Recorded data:
________

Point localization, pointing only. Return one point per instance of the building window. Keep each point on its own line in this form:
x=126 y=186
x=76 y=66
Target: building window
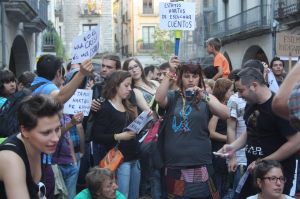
x=87 y=27
x=148 y=40
x=147 y=6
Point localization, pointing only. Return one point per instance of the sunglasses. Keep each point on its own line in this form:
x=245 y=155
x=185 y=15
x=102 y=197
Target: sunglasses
x=42 y=190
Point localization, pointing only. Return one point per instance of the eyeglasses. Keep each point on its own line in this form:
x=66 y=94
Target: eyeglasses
x=133 y=67
x=274 y=179
x=42 y=190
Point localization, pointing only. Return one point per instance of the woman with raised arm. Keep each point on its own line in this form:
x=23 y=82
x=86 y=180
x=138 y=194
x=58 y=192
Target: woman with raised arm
x=186 y=144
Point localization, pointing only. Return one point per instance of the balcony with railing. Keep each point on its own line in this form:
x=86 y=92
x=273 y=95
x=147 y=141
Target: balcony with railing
x=144 y=47
x=287 y=11
x=31 y=12
x=251 y=22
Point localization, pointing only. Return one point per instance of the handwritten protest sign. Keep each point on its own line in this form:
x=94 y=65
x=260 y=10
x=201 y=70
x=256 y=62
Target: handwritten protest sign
x=177 y=15
x=138 y=124
x=81 y=101
x=85 y=46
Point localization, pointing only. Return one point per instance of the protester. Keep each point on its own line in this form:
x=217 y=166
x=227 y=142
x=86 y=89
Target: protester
x=20 y=155
x=109 y=129
x=213 y=46
x=223 y=89
x=145 y=90
x=269 y=179
x=186 y=143
x=100 y=185
x=25 y=80
x=268 y=136
x=7 y=85
x=277 y=67
x=235 y=128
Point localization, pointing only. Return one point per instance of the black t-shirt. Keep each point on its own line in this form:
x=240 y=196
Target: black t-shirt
x=18 y=147
x=266 y=133
x=109 y=121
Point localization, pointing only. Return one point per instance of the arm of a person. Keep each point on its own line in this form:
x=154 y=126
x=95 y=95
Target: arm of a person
x=66 y=92
x=140 y=100
x=162 y=92
x=219 y=74
x=287 y=149
x=212 y=130
x=13 y=174
x=217 y=108
x=280 y=101
x=231 y=129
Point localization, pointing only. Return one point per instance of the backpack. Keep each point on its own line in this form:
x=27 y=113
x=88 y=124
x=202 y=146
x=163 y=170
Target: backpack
x=8 y=113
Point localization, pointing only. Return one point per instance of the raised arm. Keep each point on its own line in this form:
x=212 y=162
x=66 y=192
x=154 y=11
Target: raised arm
x=280 y=101
x=66 y=92
x=13 y=174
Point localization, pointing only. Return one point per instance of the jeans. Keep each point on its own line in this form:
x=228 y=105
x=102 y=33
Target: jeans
x=128 y=178
x=70 y=174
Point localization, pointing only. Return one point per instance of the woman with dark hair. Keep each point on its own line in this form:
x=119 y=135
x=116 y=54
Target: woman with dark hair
x=144 y=90
x=8 y=85
x=186 y=145
x=223 y=89
x=109 y=126
x=100 y=185
x=270 y=180
x=21 y=173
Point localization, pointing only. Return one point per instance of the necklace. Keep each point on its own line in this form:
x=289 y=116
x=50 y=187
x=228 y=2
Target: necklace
x=183 y=126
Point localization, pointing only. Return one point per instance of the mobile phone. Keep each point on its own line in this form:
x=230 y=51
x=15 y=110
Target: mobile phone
x=221 y=154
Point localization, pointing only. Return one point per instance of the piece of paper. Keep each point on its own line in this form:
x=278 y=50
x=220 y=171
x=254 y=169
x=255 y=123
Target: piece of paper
x=177 y=15
x=81 y=101
x=85 y=46
x=138 y=124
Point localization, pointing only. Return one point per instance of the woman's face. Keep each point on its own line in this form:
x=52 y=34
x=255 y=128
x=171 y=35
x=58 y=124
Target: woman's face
x=109 y=188
x=123 y=91
x=134 y=70
x=190 y=80
x=10 y=87
x=44 y=137
x=271 y=185
x=277 y=68
x=229 y=93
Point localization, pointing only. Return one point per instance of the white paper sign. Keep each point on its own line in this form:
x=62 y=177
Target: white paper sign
x=138 y=124
x=81 y=101
x=85 y=46
x=177 y=15
x=273 y=85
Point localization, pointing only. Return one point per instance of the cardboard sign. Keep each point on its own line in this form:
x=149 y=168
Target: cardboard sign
x=273 y=85
x=177 y=15
x=85 y=46
x=138 y=124
x=287 y=44
x=81 y=101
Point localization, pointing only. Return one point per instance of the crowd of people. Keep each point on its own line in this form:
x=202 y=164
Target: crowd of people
x=223 y=134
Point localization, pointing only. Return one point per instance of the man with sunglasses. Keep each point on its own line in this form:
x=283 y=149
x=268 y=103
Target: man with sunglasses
x=268 y=136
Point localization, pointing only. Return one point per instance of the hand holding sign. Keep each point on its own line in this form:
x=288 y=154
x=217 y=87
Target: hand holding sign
x=85 y=46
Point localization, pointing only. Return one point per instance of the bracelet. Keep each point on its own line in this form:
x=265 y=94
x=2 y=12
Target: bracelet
x=205 y=96
x=171 y=75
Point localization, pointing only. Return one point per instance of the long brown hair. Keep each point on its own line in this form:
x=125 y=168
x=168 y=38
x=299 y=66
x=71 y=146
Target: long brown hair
x=110 y=90
x=143 y=75
x=193 y=68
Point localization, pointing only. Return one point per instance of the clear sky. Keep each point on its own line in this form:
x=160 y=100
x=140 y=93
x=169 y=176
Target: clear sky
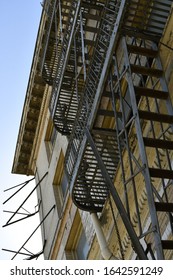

________

_INSTRUCTIONS FOR THE TASK_. Each line above must be set down exactly, though no picture should be carried over.

_RESPONSE TO THE TASK_.
Point localization, pointing only. Return one point per instance of the building window. Keep each point on its own line in this form:
x=126 y=186
x=76 y=66
Target: building window
x=87 y=27
x=148 y=40
x=147 y=6
Point localization, pointing only. Return one point per instance of the sunglasses. Keep each point on its own line in this form:
x=245 y=155
x=185 y=15
x=102 y=197
Target: sunglasses
x=42 y=190
Point localization, pointing only. Return one point per instance of the eyeglasses. Keep each point on its own line in this form:
x=66 y=94
Target: eyeglasses
x=133 y=67
x=274 y=179
x=42 y=190
Point localization, pointing only. Return one point per instance of the woman with raised arm. Keep each point on its own line in this form:
x=23 y=82
x=86 y=180
x=138 y=194
x=58 y=192
Target: woman with raised arm
x=186 y=144
Point localization, pointing only. Return one point per instance of the balcony with railing. Keep each point on its own line in this form:
x=86 y=92
x=273 y=95
x=147 y=141
Target: balcony with railing
x=144 y=47
x=287 y=11
x=31 y=12
x=251 y=22
Point localization, pointing only. Return one point per instance of the handwritten protest sign. Keep each point on its own line in this form:
x=94 y=65
x=260 y=10
x=201 y=70
x=256 y=62
Target: handwritten protest sign
x=177 y=15
x=138 y=124
x=81 y=101
x=85 y=46
Point localization, pointing only. Return one point per instance of the protester. Keep each point on its own line in this form:
x=217 y=166
x=227 y=142
x=86 y=89
Target: protester
x=20 y=155
x=109 y=129
x=213 y=46
x=223 y=89
x=145 y=90
x=269 y=179
x=186 y=143
x=100 y=185
x=25 y=80
x=268 y=136
x=7 y=85
x=277 y=67
x=235 y=128
Point localization, pointing only. Return one point per instance of the black t-shirt. Keep each point on its own line in this form:
x=240 y=196
Target: black t-shirt
x=18 y=147
x=266 y=133
x=109 y=121
Point localization, pointing only. Return one point per instance of the arm of a person. Keep each point on its own line in this form:
x=154 y=126
x=95 y=95
Target: arm of a person
x=66 y=92
x=140 y=100
x=162 y=92
x=219 y=74
x=287 y=149
x=212 y=130
x=13 y=174
x=217 y=108
x=280 y=101
x=231 y=129
Point localization, pointing only. Return one point per instance of the backpack. Keep each point on its own line in this form:
x=27 y=113
x=88 y=124
x=202 y=146
x=163 y=170
Target: backpack
x=8 y=113
Point localization, pointing only. Return one point per instance of the raised arm. Keep each point on its own line in this form:
x=212 y=162
x=66 y=192
x=154 y=11
Target: raised arm
x=280 y=101
x=66 y=92
x=13 y=174
Point localization, pointing only. Return one point per instance of the jeans. Keep each point on its own line in this form:
x=228 y=105
x=102 y=33
Target: jeans
x=128 y=178
x=70 y=174
Point localization, pointing only. Return one point per instance of the woman with dark hair. Keep each point on its own line in this form:
x=119 y=135
x=116 y=54
Target: woman with dark hair
x=144 y=90
x=8 y=85
x=186 y=145
x=223 y=89
x=109 y=126
x=100 y=185
x=270 y=180
x=21 y=173
Point localization, pointing only. Return one point per instance of the necklace. Keep each point on its own line in this form:
x=289 y=116
x=50 y=187
x=228 y=2
Target: necklace
x=183 y=126
Point localization, pointing only. Return one point per instance of the mobile phone. Keep each point on its own line in this form:
x=230 y=51
x=15 y=110
Target: mobile phone
x=221 y=154
Point localization, pointing only. Return one point per instance of the piece of paper. Keep each point on its own line in this form:
x=278 y=50
x=220 y=171
x=254 y=169
x=255 y=123
Target: piece of paper
x=177 y=15
x=81 y=101
x=85 y=46
x=138 y=124
Point localization, pointing only. Return one point per instance of the woman's face. Keep each point on its own line in this form:
x=52 y=34
x=255 y=128
x=171 y=35
x=58 y=124
Target: woman's face
x=109 y=188
x=123 y=91
x=134 y=70
x=190 y=80
x=10 y=87
x=44 y=137
x=271 y=185
x=277 y=68
x=229 y=93
Point localization, pointing only. Return one point per instance of the white paper sign. Keep each point on its own line in this form:
x=62 y=177
Target: white paper sign
x=138 y=124
x=81 y=101
x=85 y=46
x=177 y=15
x=273 y=85
Point localization, pointing only. Return one point per instance of the cardboard sign. Keep each point on its own line in this form:
x=149 y=168
Target: cardboard sign
x=273 y=85
x=177 y=15
x=85 y=46
x=138 y=124
x=287 y=44
x=81 y=101
Point localization, pointing only. Return one point per instance of the crowd of people. Keep each point on its own line in this form:
x=202 y=164
Target: crowd of people
x=223 y=134
Point localization, pointing only. Return one point per instance of the man with sunglasses. Keep each point on its own line in this form:
x=283 y=149
x=268 y=103
Target: man with sunglasses
x=268 y=136
Point localization, pointing only. Return one point per instance of the hand holding sign. Keep each point on its own line in this form:
x=288 y=154
x=217 y=87
Target: hand holding sign
x=85 y=46
Point localization, pointing only. Return one point per instance of the bracelet. Keep each point on its own line in this form:
x=265 y=94
x=2 y=12
Target: bracelet
x=205 y=96
x=171 y=75
Point localization, pointing only. Return one point per instance of the long brown hair. Keep each point on its own line in this form:
x=125 y=168
x=168 y=38
x=299 y=66
x=71 y=146
Target: long brown hair
x=110 y=90
x=143 y=75
x=193 y=68
Point localization, pointing only. Return one point per instance of the clear sky. Keep each point on its own line in this form:
x=160 y=100
x=140 y=93
x=169 y=176
Target: clear sky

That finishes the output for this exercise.